Vangjel Mile

Personal information
- Full name: Vangjel Mile
- Date of birth: 1 July 1986 (age 39)
- Place of birth: Berat, Albania
- Height: 1.80 m (5 ft 11 in)
- Position: Striker

Senior career*
- Years: Team / Apps / (Gls)
- 2004–2005: Dinamo Tirana / 8 / (1)
- 2005–2006: Kongsvinger / 5 / (0)
- 2006–2007: Dinamo Tirana / 23 / (4)
- 2007–2010: Teuta Durrës / 72 / (12)
- 2008–2010: → Besa Kavajë (loan) / 2 / (0)
- 2010–2011: Laçi / 30 / (5)
- 2011–2012: Tomori Berat / 31 / (3)
- 2013: Shkumbini Peqin / 10 / (3)
- 2013–2014: Besa Kavajë / 9 / (0)
- 2014: Bylis Ballsh / 3 / (0)
- 2014: PK-35 Vantaa / 11 / (1)
- 2014–2015: Teuta Durrës / 3 / (0)
- 2015: Tomori Berat / 12 / (5)
- 2016: Erzeni / 10 / (1)
- 2016–2018: Egnatia / 23 / (15)

International career^{‡}
- 2001–2003: Albania U17 / 9 / (2)

Information supplied »
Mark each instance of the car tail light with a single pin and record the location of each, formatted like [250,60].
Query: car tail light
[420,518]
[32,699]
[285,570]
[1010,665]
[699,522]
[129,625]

Complete the following »
#1 Recast the records as a Markdown table with a Row column for the line number and a Line column for the line itself, leaving out any blank lines.
#2 Continue the profile of Vangjel Mile from the point where it stops.

Expected outputs »
#1
| Row | Line |
|---|---|
| 1 | Mark each instance of the car tail light with a single pin and record the location of each, formatted like [250,60]. |
| 2 | Query: car tail light |
| 3 | [420,518] |
| 4 | [32,699] |
| 5 | [285,570] |
| 6 | [1010,665] |
| 7 | [699,522] |
| 8 | [129,625] |

#2
- 2003–2005: Albania U19 / 6 / (2)
- 2006–2009: Albania U21 / 14 / (2)

Managerial career
- 2023: Tirana U-17
- 2023–: Tirana U-19

= Vangjel Mile =

Albanian footballer (born 1986)

Vangjel Mile (born 1 July 1986) is an Albanian retired footballer who last played as a striker for Egnatia in the Albanian First Division.

==Club career==
===Early career===
Mile joined the Norwegian First Division side Kongsvinger in February 2006 and after he received his work-permit he played five matches for the team in the 2006 Norwegian First Division.

===Laçi===
On 20 August 2017, Mile joined Albanian Superliga side Laçi on a one-year deal. He made his first appearance for Laçi in the goalless draw against his former side Teuta Durrës in the opening matchday one day later. His first score-sheet contributions came in the 4th matchday where he scored the winner against Elbasani. Mile concluded his first and only season at Laçi by netting 5 goals in 30 league appearances, as the team finished in a historic 4th place.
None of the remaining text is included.